▸ THE EXERCISE:
Repeat the records word for word, starting at their first line and going on through the line that contains "[0, 44, 169, 170]". Leave the pictures out.
------ DATA TO PROCESS ------
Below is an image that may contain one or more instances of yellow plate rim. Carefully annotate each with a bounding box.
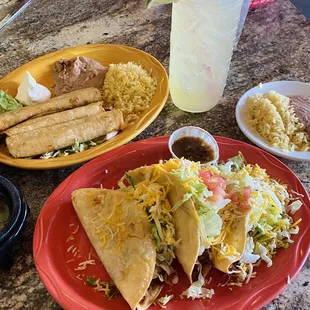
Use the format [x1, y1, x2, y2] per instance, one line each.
[0, 44, 169, 170]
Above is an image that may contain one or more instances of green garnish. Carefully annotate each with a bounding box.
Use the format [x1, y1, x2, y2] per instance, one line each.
[86, 276, 119, 299]
[0, 89, 22, 113]
[152, 223, 160, 250]
[125, 172, 136, 189]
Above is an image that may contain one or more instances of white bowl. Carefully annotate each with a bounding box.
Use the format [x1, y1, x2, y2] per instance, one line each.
[168, 126, 219, 166]
[236, 81, 310, 162]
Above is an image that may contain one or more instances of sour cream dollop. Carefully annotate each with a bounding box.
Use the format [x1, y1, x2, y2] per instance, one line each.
[15, 71, 51, 105]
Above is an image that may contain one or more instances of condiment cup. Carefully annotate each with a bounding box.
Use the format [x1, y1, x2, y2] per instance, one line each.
[168, 126, 219, 166]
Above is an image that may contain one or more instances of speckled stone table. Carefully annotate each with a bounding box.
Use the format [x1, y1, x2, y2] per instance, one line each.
[0, 0, 310, 310]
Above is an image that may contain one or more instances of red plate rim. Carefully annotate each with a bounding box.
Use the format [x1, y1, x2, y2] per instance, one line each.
[33, 136, 310, 310]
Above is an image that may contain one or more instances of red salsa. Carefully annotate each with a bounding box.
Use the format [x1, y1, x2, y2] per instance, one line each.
[172, 137, 215, 164]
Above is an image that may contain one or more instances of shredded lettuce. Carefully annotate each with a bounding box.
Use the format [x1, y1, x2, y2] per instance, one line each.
[286, 200, 302, 215]
[182, 263, 214, 299]
[240, 237, 260, 264]
[218, 153, 245, 174]
[255, 243, 272, 267]
[40, 132, 117, 159]
[171, 193, 193, 212]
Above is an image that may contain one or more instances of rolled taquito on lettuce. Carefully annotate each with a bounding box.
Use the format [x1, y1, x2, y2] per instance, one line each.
[4, 101, 104, 136]
[6, 110, 124, 158]
[0, 88, 102, 131]
[72, 188, 162, 310]
[128, 165, 200, 282]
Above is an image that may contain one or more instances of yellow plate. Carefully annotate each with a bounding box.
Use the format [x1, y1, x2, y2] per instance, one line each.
[0, 44, 169, 169]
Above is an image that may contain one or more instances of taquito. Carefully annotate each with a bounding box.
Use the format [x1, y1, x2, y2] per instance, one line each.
[0, 88, 102, 131]
[6, 110, 124, 158]
[5, 101, 104, 136]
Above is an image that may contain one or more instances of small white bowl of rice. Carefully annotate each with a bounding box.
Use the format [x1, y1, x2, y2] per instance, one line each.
[236, 81, 310, 162]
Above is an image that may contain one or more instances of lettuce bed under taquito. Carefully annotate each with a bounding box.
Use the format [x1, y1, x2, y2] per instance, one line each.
[210, 154, 302, 286]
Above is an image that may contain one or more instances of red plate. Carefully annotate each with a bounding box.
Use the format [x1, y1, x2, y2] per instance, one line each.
[33, 137, 310, 310]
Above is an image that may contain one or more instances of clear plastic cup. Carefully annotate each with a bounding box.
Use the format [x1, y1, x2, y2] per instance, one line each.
[169, 0, 248, 113]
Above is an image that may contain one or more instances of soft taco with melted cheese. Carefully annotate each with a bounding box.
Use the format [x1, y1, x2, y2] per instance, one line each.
[72, 183, 176, 310]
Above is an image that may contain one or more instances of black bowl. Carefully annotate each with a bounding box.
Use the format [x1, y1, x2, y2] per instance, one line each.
[0, 176, 28, 263]
[0, 176, 22, 244]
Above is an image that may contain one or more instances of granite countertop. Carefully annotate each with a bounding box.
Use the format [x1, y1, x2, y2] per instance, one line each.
[0, 0, 310, 310]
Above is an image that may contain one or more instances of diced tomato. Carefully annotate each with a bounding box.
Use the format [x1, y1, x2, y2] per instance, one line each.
[205, 175, 226, 191]
[213, 186, 226, 197]
[242, 186, 251, 200]
[230, 192, 239, 202]
[199, 170, 213, 184]
[239, 201, 251, 213]
[211, 186, 226, 202]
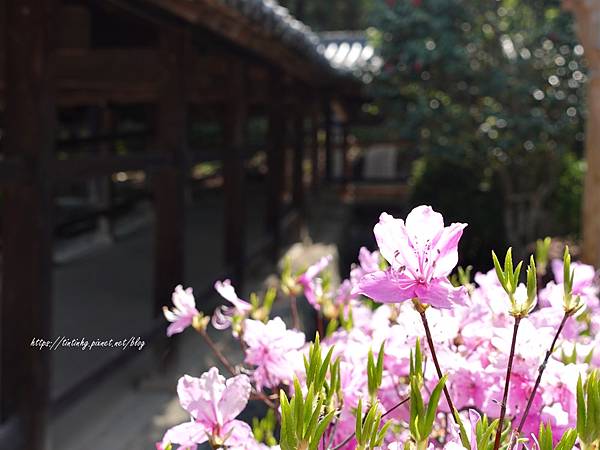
------
▸ TASK RESULT:
Below is an image that may contain one or more instances of yellow plate rim. Carefully annotate each with a bounding box.
Use the format [x1, y1, x2, y2] per instance, one line each.
[0, 44, 169, 170]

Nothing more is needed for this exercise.